> **TASK DETAILS**:
Reproduce the records exactly.
########################################
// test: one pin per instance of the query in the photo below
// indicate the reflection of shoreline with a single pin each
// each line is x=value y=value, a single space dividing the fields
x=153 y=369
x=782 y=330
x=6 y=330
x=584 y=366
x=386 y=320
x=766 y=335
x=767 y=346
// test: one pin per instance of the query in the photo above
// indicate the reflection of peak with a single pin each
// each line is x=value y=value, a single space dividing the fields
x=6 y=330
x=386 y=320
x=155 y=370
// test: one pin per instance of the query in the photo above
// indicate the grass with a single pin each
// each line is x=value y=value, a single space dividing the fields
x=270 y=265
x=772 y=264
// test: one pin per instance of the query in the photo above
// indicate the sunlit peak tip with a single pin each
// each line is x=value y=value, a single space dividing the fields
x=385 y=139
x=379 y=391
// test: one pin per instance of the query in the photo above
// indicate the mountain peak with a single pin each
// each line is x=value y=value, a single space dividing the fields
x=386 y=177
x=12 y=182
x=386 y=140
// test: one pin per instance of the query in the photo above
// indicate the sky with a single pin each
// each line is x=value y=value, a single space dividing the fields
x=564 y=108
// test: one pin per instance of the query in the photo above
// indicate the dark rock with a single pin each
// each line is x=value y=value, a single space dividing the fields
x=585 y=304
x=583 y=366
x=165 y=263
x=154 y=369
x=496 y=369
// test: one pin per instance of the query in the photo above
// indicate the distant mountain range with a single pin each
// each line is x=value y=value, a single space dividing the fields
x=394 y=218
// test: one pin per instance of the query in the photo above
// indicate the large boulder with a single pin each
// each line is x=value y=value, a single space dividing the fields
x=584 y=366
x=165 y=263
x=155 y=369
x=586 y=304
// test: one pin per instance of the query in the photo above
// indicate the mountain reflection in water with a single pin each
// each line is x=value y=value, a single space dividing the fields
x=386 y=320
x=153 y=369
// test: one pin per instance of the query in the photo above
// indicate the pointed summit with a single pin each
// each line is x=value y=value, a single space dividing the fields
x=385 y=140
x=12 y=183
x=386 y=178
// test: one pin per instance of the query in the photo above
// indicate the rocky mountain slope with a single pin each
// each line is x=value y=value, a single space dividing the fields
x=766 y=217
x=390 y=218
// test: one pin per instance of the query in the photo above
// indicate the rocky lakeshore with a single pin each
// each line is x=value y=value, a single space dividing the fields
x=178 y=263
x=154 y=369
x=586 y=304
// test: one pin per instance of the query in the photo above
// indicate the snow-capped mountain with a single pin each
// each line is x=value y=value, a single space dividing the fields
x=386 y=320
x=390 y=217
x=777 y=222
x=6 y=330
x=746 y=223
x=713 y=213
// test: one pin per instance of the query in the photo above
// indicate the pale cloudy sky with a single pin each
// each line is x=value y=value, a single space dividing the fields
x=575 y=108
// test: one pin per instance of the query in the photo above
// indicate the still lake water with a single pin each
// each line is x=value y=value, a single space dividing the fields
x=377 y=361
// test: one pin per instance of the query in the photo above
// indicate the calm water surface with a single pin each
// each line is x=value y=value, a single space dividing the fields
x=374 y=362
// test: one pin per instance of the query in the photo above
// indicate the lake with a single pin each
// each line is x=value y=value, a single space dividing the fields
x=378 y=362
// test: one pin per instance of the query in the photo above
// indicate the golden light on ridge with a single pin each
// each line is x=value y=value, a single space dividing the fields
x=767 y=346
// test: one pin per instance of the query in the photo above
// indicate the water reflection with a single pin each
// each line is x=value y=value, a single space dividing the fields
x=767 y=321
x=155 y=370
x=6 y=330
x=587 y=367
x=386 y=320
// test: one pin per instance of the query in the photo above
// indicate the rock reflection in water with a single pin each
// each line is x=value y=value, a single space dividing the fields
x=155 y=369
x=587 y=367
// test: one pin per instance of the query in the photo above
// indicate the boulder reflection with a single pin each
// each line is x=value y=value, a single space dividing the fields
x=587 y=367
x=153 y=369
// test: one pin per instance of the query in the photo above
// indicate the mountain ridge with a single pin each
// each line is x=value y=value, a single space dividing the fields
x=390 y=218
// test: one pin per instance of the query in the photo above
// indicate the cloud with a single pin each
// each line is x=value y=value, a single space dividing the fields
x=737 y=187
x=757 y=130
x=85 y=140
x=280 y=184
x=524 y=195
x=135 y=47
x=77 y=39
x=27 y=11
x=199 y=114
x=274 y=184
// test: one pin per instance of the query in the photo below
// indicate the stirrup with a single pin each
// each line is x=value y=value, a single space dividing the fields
########################################
> **TASK RESULT**:
// test: one pin per instance of the query in the photo below
// indicate the reflection of shoreline with a single pin each
// each line is x=value y=value, a single space dividing the fields
x=153 y=369
x=782 y=330
x=6 y=330
x=584 y=366
x=386 y=320
x=766 y=335
x=767 y=346
// test: one pin per instance of the query in the photo above
// indicate the reflection of peak with a single pin each
// each line is x=value y=value, a single space dividing the fields
x=6 y=330
x=386 y=320
x=155 y=370
// test: one pin per instance of the query in the photo above
// indicate the grass with a single pin each
// each line is x=value y=value, a single space dividing the fields
x=270 y=265
x=772 y=264
// test: one pin per instance of the query in the photo above
// indicate the sunlit peak tip with a single pin each
// each line is x=value y=value, a single space dividing the fields
x=385 y=139
x=379 y=391
// test: one pin per instance of the query in the photo above
// indicate the mountain peak with a single pin each
// each line is x=value y=value, a single space dividing the fields
x=386 y=177
x=12 y=182
x=386 y=140
// test: one pin per instance of the query in the photo above
// indicate the sky with a single pin each
// each line is x=value y=value, a single space dividing the fields
x=564 y=108
// test: one pin per instance of the query in the photo above
// indicate the dark rock with a single pin each
// each line is x=value y=value, a single space dividing the fields
x=585 y=304
x=583 y=366
x=165 y=263
x=154 y=369
x=496 y=369
// test: one pin per instance of the query in the photo above
// indicate the distant mountain range with a single pin each
// each line is x=value y=value, a single space dividing the fields
x=394 y=218
// test: one pin per instance of the query in the photo above
// indicate the large boulder with a single pin each
// each line is x=value y=value, a single space dividing the fields
x=584 y=366
x=165 y=263
x=155 y=369
x=586 y=304
// test: one pin per instance of the query in the photo above
// indicate the mountain reflection in water with a single pin each
// each line is x=value y=value, a single space dividing the fields
x=386 y=320
x=153 y=369
// test: one pin per instance of the query in the photo above
// indicate the pointed summit with a single pin each
// each line is x=value y=value, a single space dividing the fields
x=385 y=140
x=12 y=183
x=386 y=178
// test: one pin per instance of the query in the photo above
// indicate the rocky mountain slope with a single pin each
// each line is x=value y=value, a single space dividing the fields
x=766 y=217
x=390 y=218
// test: one pin per instance of the query in the photo above
// indicate the rocky lakeshore with a single pin each
// each line is x=value y=value, a single space dividing the fields
x=178 y=263
x=154 y=369
x=586 y=304
// test: one pin per instance of the query in the photo above
// indicate the snow-capped mountain with a single pin each
// each line is x=value y=value, a single space dividing the fields
x=386 y=320
x=390 y=217
x=777 y=222
x=6 y=330
x=746 y=223
x=713 y=213
// test: one pin per instance of the query in the photo above
// indicate the pale cloudy sky with a single pin each
// each line is x=value y=value, a single space dividing the fields
x=575 y=108
// test: one pin per instance of the query in the photo above
// indicate the still lake water with a single pin each
// each line is x=value y=value, a single space dividing the fields
x=377 y=361
// test: one pin per instance of the query in the photo above
// indicate the calm water surface with a single pin each
// each line is x=value y=value, a single space dividing the fields
x=374 y=362
// test: one pin per instance of the query in the photo above
// indicate the lake with a single pin each
// each line is x=value y=value, a single space dividing the fields
x=378 y=362
// test: one pin per instance of the query in the photo above
// indicate the golden light on ridge with a single pin each
// each line is x=value y=value, a single space dividing the fields
x=767 y=346
// test: one pin per instance of the query in the photo above
// indicate the water reflection with a single pin each
// each line is x=value y=value, a single space dividing the fields
x=767 y=321
x=155 y=370
x=6 y=330
x=587 y=367
x=386 y=320
// test: one pin per instance of the query in the photo above
// indicate the rock reflection in water with a single pin each
// each line is x=value y=value, a single space dividing the fields
x=155 y=369
x=587 y=367
// test: one pin per instance of the query in the photo above
// indicate the boulder reflection with a single pin each
// each line is x=value y=value, a single space dividing the fields
x=587 y=367
x=153 y=369
// test: one pin per instance of the query in the photo above
// indicate the mountain ridge with a single pin each
// each line is x=value y=value, a single space dividing the fields
x=390 y=218
// test: one pin per instance of the query in the photo above
// indicate the cloud with a single pin each
// each line is x=value y=value, a single space dividing the fields
x=737 y=187
x=757 y=130
x=85 y=140
x=280 y=184
x=524 y=195
x=135 y=47
x=77 y=39
x=27 y=11
x=199 y=114
x=274 y=184
// test: one pin per instance of the query in the photo below
// indicate the stirrup with a single pin each
// each line is x=value y=value, a single space dividing the fields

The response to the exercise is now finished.